> Problem description
Copy out the lines beginning at the one with "Find every instance of the wooden stick" and ending at the last line of the data, both included; pictures stay out.

Segment Start: Extracted entries

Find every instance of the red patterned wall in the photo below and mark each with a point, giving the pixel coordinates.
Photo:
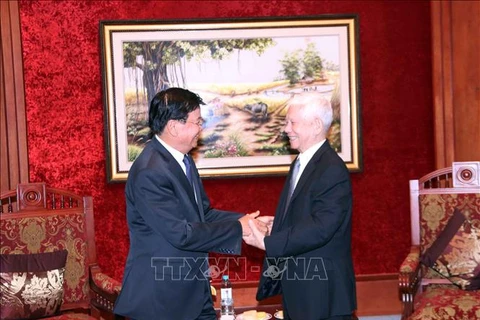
(66, 120)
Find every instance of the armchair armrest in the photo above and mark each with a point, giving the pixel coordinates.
(104, 291)
(408, 279)
(106, 283)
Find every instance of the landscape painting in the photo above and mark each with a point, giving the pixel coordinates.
(246, 72)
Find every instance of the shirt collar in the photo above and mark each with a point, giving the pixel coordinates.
(308, 154)
(174, 152)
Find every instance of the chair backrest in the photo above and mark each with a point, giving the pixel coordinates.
(434, 197)
(36, 219)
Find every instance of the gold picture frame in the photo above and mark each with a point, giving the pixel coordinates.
(245, 70)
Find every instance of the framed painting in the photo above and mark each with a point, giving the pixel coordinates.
(246, 71)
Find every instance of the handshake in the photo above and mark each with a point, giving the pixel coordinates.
(255, 228)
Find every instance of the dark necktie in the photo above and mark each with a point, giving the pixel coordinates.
(188, 170)
(296, 167)
(291, 188)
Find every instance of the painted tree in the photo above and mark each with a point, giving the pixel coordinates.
(163, 62)
(312, 62)
(291, 66)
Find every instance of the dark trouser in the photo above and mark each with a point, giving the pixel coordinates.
(286, 316)
(208, 312)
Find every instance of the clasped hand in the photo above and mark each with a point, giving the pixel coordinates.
(255, 228)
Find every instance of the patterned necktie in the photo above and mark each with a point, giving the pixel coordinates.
(188, 168)
(293, 180)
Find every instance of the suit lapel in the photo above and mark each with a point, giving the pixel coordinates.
(173, 166)
(306, 175)
(197, 183)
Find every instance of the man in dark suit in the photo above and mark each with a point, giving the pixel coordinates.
(308, 253)
(171, 224)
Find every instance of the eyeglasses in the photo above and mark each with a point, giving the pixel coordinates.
(200, 122)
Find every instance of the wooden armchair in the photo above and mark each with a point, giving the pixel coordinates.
(442, 203)
(37, 221)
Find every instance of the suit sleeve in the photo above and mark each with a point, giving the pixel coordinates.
(163, 206)
(325, 206)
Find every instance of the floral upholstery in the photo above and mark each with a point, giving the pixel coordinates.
(72, 316)
(51, 233)
(106, 283)
(436, 211)
(446, 302)
(411, 261)
(445, 219)
(35, 219)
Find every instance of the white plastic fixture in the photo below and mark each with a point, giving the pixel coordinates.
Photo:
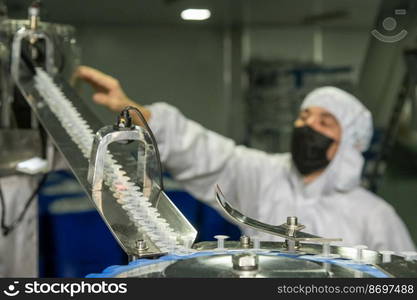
(195, 14)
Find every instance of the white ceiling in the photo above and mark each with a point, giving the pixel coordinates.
(340, 13)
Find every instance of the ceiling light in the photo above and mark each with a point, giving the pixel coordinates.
(195, 14)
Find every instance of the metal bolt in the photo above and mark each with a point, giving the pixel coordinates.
(359, 253)
(245, 262)
(220, 241)
(292, 221)
(409, 255)
(245, 241)
(386, 255)
(141, 245)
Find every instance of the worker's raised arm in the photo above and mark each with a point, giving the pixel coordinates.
(108, 92)
(196, 157)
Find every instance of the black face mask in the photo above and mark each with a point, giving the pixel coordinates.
(309, 149)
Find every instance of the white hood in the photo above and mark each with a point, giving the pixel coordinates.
(344, 171)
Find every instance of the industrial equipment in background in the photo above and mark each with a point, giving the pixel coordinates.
(119, 168)
(274, 94)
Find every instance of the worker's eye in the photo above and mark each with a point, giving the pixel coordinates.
(327, 123)
(304, 116)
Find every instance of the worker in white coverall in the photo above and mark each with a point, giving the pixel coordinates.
(319, 181)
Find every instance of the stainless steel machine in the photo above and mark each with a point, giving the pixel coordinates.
(119, 167)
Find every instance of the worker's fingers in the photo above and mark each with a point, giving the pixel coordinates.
(97, 78)
(102, 99)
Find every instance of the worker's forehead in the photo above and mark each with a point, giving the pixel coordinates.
(317, 110)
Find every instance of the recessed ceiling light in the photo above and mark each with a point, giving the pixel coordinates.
(195, 14)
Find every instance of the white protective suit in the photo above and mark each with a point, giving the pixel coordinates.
(267, 187)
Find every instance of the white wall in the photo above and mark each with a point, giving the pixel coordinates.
(340, 46)
(178, 65)
(183, 65)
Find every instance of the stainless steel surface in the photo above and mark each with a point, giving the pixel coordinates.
(17, 145)
(222, 266)
(248, 261)
(164, 207)
(226, 263)
(288, 232)
(245, 241)
(60, 128)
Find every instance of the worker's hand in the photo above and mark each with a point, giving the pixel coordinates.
(108, 91)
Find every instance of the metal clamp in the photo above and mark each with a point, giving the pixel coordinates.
(290, 230)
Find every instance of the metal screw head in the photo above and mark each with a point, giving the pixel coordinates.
(245, 241)
(292, 221)
(245, 262)
(141, 245)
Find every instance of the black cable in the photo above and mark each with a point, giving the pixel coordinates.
(6, 229)
(142, 118)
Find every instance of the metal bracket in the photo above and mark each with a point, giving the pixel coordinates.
(290, 230)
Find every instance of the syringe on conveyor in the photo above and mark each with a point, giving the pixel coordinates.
(139, 214)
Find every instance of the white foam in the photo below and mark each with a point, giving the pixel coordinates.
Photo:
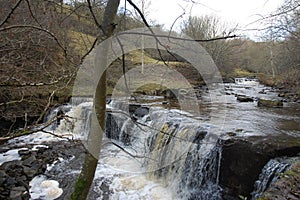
(41, 188)
(10, 155)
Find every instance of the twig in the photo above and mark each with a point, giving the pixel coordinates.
(11, 12)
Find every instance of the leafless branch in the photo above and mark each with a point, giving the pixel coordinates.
(10, 13)
(37, 28)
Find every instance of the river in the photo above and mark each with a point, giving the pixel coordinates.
(162, 151)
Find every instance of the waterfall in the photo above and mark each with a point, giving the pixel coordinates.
(269, 174)
(171, 146)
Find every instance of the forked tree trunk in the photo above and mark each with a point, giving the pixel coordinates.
(85, 179)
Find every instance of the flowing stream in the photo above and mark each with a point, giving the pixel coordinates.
(158, 152)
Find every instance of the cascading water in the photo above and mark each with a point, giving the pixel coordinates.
(269, 174)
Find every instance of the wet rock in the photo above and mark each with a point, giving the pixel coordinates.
(171, 93)
(269, 103)
(29, 160)
(286, 186)
(243, 159)
(24, 152)
(141, 112)
(30, 172)
(3, 177)
(243, 98)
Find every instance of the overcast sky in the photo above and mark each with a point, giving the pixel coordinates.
(242, 12)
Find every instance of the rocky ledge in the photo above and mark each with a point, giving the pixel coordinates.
(244, 158)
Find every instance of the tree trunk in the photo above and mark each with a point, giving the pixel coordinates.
(85, 179)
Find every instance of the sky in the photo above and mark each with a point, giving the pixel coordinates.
(233, 12)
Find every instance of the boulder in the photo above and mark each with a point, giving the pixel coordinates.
(269, 103)
(243, 159)
(141, 112)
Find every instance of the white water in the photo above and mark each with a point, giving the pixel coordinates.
(181, 163)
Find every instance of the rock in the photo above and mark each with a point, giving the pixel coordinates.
(29, 160)
(171, 93)
(18, 193)
(243, 98)
(3, 177)
(24, 152)
(269, 103)
(243, 159)
(30, 172)
(141, 112)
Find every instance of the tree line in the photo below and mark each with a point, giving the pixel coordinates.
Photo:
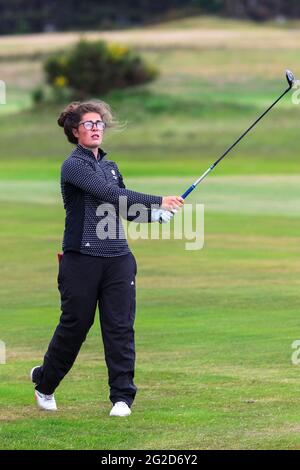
(26, 16)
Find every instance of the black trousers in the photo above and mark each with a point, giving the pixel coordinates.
(85, 281)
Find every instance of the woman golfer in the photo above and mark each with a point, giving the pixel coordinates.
(97, 266)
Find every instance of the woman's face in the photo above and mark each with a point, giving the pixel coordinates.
(89, 132)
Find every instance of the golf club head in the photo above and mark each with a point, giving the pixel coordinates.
(290, 77)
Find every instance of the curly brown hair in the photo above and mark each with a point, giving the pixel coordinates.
(72, 115)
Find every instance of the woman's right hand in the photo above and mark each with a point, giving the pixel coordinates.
(172, 202)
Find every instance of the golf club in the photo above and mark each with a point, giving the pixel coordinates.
(291, 80)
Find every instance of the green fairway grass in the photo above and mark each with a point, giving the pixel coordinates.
(214, 327)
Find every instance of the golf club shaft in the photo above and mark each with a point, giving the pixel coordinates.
(193, 186)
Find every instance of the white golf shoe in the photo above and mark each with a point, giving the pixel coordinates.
(120, 409)
(44, 402)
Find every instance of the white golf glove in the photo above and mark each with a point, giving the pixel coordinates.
(162, 214)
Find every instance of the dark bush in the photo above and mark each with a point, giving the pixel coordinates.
(92, 68)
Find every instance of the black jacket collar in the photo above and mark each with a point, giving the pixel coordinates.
(83, 151)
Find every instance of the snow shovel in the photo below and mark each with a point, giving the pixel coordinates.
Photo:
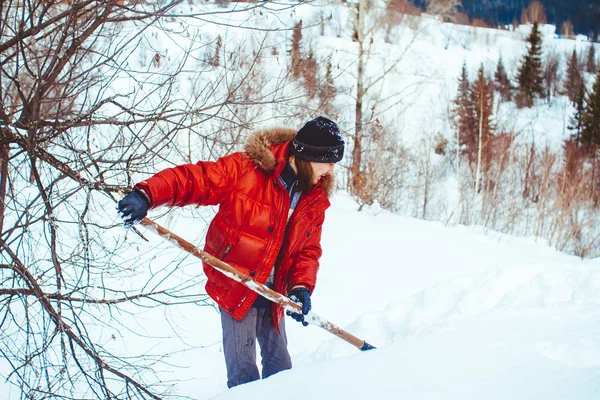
(259, 288)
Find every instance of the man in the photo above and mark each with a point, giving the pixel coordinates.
(272, 200)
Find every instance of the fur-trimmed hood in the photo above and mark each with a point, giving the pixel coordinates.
(259, 148)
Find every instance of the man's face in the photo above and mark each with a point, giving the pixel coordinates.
(320, 170)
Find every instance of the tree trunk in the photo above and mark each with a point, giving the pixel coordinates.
(4, 153)
(480, 144)
(355, 169)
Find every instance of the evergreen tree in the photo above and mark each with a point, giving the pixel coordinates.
(296, 56)
(590, 129)
(327, 93)
(530, 76)
(465, 111)
(482, 98)
(574, 80)
(502, 83)
(576, 121)
(591, 60)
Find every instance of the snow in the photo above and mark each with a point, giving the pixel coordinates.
(455, 313)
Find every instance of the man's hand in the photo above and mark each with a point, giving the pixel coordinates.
(300, 295)
(133, 208)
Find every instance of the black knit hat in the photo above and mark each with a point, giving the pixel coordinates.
(319, 140)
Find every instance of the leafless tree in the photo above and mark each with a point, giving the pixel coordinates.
(368, 101)
(79, 121)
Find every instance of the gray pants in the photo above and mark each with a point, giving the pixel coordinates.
(239, 346)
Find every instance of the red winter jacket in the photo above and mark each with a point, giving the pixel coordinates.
(250, 231)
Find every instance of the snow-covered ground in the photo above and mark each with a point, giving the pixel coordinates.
(455, 312)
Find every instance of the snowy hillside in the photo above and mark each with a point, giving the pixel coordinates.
(456, 309)
(455, 313)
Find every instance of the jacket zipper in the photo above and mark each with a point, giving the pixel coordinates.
(288, 230)
(270, 244)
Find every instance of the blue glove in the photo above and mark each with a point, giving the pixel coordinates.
(133, 208)
(300, 295)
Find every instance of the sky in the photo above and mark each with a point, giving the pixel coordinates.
(455, 312)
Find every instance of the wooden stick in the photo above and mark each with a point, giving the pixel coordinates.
(257, 287)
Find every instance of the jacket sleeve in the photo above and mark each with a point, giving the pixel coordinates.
(304, 271)
(204, 183)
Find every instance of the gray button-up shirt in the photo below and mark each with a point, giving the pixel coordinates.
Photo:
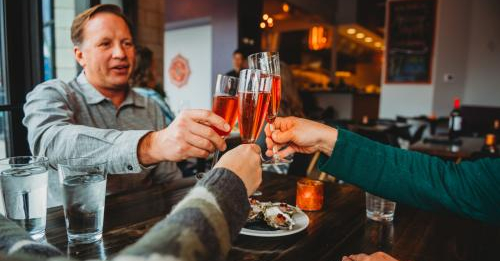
(68, 120)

Segment End: Extracted entries

> Solution to this exercise
Find every instance of the wooden stick in the photo above and mark each with a point, giving the pixel coordinates.
(257, 287)
Find every instance of the jacket sleeve in the photo above and mark each with a point, giving the pixel coordinates.
(304, 271)
(204, 183)
Find every instance of the gray button-up shirt in the photo below and mark each with a point, giving the pixel coordinates.
Photo:
(68, 120)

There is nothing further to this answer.